*** TEXT EXTRACT ***

Most folks don't analyze stuff all the time, but that's a primary aspect of being a lawyer. More frustrating that that, a lot of people who do analyze things analyze the with the goal of trying to boost a view they have, rather than find out the truth of a thing.
The recent stories on the demise of coal have had that frustrating nature. Folks who stop in here are aware that I've been saying coal was on the ropes for months and months. I've known that for years, indeed now decades. It wasn't going to be able to keep on keeping on. The truth of that was there.
Part of that is that, as noted, I try to analyze things for what they are, not for what I hope them to be, and no other conclusion seemed possible to reach. I think, quite frankly, that a lot of people in government and industry had reached the same conclusion, and I know that at least some major energy players did. When an outfit like British Petroleum dumped coal a couple of decades ago they were betting on it being a bad bet. And just because an outfit like Peabody stayed in it doesn't mean that they were convinced . R. T. Frazier, the successful saddle maker in Pueblo Colorado of the late 19th and early 20th Centuries reportedly told everyone that the thought the age of the horse was over, but that didn't mean that he quit making saddles.
I should note that I have personal experience with this. I've posted it elsewhere but when I was a geology student my focus was on coal. That was because the petroleum industry fell into what must be regarded as an economic depression and there was hope still for coal. I was about the only one focusing on it. No matter, in the downturn of the 80s coal was hit too and some mines were closed. No jobs. I spent a year looking for work unsuccessfully and then headed back to school. So, this is familiar to me personally.
And partially for that reason, I'm pretty sure I know what is going on.
In today's local Tribune a series has started that will focus on the plight of the coal industry. Good for the paper, but quite frankly this is like reporting on the crash after the cars have collided. Still that should be done.
One thing that should not be done, however, is to give false hopes to people. The Tribune interviewed all of those running for the open U.S. Congress seat, and that's what motivated this post.
Politicians shouldn't offer false hopes. Indeed, doing that is the very thing that has caused the rebellion in the GOP and the Democratic Party this year leading two radical candidates to do so well, so far. Feeding into the hopes of a desperate group of people and a desperate state shouldn't be done, if it can't produce results. When that blows up, it's a disaster.
Let's be honest. Everyone who speaks of regulations being the cause of this is flat out wrong. It isn't. Coal was able to work around the regulations.
Everyone who is holding out hope for "clean coal technology" to reverse this is pinning their hopes on a long shot. It's worth looking into, and developing, but it is a long shot.

*** DATA SECTION ***

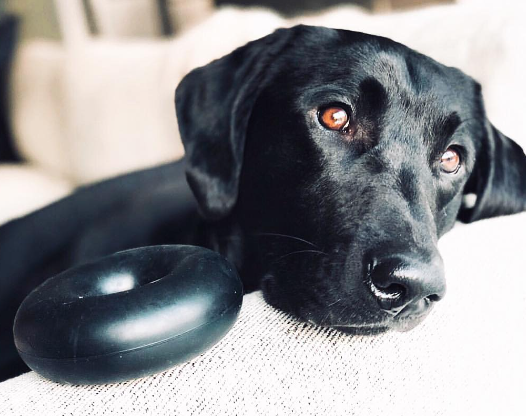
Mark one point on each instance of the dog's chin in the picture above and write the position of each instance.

***

• [EXERCISE TASK]:
Write out the part of the coal industry post starting at "One thing that" and ending at "motivated this post.", swapping "interviewed" for "questioned".

• [RESPONSE TO THE EXERCISE]:
One thing that should not be done, however, is to give false hopes to people. The Tribune questioned all of those running for the open U.S. Congress seat, and that's what motivated this post.